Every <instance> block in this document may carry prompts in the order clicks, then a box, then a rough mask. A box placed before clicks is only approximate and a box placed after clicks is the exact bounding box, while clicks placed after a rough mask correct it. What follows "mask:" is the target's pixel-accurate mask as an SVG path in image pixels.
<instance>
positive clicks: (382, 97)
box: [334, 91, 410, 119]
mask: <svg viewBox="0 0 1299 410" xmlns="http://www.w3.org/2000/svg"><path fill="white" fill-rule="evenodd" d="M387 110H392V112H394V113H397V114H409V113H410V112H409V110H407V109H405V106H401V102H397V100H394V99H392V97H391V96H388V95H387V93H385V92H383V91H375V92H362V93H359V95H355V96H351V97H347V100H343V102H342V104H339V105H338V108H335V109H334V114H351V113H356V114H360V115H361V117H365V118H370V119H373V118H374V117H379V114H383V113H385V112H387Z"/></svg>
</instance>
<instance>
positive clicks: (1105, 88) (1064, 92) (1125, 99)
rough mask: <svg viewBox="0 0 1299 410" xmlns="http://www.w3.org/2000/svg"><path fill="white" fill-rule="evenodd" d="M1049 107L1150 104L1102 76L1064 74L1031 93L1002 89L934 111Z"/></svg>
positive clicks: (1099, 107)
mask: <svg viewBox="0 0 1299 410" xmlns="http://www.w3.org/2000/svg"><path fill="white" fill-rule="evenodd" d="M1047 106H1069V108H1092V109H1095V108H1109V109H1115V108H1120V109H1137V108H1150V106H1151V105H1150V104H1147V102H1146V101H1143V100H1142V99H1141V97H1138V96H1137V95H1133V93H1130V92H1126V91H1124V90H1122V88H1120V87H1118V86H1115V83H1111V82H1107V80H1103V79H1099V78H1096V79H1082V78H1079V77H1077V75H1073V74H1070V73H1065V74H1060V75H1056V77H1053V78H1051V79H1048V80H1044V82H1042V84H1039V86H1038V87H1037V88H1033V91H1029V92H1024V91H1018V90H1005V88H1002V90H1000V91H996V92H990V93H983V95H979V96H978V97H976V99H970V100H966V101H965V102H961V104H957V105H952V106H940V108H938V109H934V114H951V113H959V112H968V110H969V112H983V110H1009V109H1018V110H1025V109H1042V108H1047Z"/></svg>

What to work on: Lines from the start of the entries through the one containing "rough mask: <svg" are to be set down again exactly, both ends included.

Answer below:
Every <instance> block in this document may carry prompts in the order clicks, then a box, then a rough mask. A box placed before clicks is only approximate and a box placed after clicks is the exact bounding box, while clicks placed after a rough mask correct it. What follows "mask:" is the target's pixel-accurate mask as an SVG path in image pixels.
<instance>
positive clicks: (382, 97)
box: [334, 91, 410, 119]
mask: <svg viewBox="0 0 1299 410" xmlns="http://www.w3.org/2000/svg"><path fill="white" fill-rule="evenodd" d="M387 110H392V112H394V113H397V114H409V113H410V112H409V110H407V109H405V106H401V102H397V100H394V99H392V97H391V96H388V95H387V93H385V92H383V91H375V92H362V93H359V95H355V96H351V97H347V100H343V102H342V104H339V105H338V108H335V109H334V114H351V113H356V114H360V115H361V117H365V118H370V119H373V118H374V117H379V114H383V113H385V112H387Z"/></svg>
</instance>
<instance>
positive clicks: (1105, 88) (1064, 92) (1125, 99)
rough mask: <svg viewBox="0 0 1299 410" xmlns="http://www.w3.org/2000/svg"><path fill="white" fill-rule="evenodd" d="M1049 107L1150 104L1102 76L1064 74L1031 93L1002 89L934 111Z"/></svg>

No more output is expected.